_The problem:_
Reproduce exactly the lines from the top of the records below through the line holding "positive clicks: (376, 69)".

BEGIN Provided entries

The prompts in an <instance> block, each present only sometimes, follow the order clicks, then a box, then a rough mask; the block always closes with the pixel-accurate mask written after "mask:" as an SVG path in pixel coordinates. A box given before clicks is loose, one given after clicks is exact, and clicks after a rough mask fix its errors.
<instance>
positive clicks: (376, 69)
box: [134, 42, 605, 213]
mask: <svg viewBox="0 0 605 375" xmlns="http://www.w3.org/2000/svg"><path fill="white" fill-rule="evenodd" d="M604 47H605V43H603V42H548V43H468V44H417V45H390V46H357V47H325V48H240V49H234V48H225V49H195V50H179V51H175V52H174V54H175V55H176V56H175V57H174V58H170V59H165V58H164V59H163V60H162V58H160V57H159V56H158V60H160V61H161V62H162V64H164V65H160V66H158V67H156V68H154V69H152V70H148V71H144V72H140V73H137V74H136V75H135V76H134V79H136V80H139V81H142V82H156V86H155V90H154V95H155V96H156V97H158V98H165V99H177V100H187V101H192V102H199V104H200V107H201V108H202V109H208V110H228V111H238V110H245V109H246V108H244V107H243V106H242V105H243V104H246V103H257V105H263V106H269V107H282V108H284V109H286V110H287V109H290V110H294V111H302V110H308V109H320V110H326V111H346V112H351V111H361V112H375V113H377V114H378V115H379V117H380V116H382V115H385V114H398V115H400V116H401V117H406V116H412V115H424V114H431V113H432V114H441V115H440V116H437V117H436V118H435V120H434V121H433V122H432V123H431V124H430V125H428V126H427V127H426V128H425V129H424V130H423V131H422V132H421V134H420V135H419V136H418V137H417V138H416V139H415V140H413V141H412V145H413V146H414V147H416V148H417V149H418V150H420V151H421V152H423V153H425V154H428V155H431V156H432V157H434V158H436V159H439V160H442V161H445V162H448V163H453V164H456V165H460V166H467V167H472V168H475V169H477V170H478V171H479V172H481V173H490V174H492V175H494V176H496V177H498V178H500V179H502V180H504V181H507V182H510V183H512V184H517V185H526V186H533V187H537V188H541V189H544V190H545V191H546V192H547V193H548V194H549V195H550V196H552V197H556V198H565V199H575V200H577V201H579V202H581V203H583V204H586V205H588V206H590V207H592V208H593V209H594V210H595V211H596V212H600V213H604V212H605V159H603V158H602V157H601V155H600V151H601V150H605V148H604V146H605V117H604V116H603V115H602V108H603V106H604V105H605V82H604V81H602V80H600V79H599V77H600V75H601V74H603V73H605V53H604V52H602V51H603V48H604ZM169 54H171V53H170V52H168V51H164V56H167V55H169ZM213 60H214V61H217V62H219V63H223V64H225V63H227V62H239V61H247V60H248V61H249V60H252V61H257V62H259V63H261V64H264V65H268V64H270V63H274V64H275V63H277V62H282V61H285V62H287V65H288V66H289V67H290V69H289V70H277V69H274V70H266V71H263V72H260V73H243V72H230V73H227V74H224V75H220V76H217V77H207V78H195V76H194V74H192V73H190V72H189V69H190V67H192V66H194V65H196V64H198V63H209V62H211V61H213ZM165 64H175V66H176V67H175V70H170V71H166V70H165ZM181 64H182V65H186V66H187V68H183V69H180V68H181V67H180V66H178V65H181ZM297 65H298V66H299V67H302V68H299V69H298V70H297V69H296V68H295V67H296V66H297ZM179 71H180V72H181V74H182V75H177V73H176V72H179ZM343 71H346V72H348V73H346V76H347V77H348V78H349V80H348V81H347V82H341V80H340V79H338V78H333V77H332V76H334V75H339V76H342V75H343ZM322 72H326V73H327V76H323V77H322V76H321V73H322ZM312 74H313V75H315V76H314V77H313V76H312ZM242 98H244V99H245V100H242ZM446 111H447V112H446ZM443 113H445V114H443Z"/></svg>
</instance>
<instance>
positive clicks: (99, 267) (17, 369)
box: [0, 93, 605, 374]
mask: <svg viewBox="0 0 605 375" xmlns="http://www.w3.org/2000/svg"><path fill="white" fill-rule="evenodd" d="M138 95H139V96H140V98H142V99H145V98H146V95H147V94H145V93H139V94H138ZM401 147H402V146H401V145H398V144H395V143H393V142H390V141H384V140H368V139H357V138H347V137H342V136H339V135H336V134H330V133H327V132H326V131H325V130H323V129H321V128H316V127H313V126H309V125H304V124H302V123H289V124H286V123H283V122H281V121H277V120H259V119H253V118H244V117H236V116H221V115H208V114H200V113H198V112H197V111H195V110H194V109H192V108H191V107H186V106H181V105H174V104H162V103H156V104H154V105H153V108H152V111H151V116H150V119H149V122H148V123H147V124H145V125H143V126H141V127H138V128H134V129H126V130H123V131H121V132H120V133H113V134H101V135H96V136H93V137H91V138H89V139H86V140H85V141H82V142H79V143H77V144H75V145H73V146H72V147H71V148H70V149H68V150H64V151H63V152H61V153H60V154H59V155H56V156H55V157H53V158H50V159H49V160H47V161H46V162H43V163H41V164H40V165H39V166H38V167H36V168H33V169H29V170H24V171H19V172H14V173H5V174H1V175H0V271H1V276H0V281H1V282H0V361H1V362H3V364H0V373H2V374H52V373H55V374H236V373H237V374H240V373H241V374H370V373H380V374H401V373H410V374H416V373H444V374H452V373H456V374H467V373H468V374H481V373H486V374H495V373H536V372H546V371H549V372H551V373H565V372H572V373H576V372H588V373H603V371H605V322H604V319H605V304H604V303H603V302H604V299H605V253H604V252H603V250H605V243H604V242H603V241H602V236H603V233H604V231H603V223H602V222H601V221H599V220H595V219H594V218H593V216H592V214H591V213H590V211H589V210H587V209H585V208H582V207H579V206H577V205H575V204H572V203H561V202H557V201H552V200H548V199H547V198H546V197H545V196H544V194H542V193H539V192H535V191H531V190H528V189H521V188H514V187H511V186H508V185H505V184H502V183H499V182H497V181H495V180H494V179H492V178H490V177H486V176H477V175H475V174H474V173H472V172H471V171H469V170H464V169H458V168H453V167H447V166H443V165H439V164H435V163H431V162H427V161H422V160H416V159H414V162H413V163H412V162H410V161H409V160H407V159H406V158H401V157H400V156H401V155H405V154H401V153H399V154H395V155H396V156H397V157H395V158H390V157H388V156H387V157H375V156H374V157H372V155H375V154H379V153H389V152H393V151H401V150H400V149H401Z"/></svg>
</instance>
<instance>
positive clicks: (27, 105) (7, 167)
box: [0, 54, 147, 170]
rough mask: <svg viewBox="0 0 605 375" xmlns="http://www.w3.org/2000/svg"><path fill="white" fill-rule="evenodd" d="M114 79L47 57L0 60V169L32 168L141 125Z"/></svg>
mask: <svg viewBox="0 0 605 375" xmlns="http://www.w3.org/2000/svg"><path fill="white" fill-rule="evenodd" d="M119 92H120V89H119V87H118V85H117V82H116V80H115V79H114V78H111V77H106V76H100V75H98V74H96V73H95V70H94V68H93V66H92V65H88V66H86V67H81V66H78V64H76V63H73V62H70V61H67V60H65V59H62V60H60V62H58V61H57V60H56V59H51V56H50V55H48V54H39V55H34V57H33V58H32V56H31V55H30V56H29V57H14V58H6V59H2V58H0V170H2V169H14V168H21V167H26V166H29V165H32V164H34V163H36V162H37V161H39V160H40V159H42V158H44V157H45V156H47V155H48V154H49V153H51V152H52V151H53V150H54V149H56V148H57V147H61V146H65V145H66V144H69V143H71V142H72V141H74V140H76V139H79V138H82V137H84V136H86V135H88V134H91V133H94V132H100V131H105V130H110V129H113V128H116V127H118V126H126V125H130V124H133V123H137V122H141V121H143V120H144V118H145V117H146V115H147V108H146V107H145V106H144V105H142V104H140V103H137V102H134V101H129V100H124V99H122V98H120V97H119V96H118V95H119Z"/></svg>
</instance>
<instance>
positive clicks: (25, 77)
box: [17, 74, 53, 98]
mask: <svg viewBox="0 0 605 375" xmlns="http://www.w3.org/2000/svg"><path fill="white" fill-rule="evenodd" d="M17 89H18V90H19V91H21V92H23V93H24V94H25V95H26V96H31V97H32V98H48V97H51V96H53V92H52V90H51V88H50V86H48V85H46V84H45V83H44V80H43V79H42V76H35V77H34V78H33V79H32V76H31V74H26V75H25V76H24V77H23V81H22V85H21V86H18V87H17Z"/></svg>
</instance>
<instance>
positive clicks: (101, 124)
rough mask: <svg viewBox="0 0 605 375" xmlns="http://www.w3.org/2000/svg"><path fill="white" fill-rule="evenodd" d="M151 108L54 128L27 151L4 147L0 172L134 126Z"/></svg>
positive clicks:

END Provided entries

_Response to this task:_
The prompts in an <instance> block, each present only sometimes, follow the order clicks, then a box, then a rough mask; the block always closes with the pixel-accurate mask written after "mask:" as an SVG path in pixel coordinates. A box given before clicks is loose, one given after clicks is exact, and clicks after a rough mask fix its errors.
<instance>
positive clicks: (376, 69)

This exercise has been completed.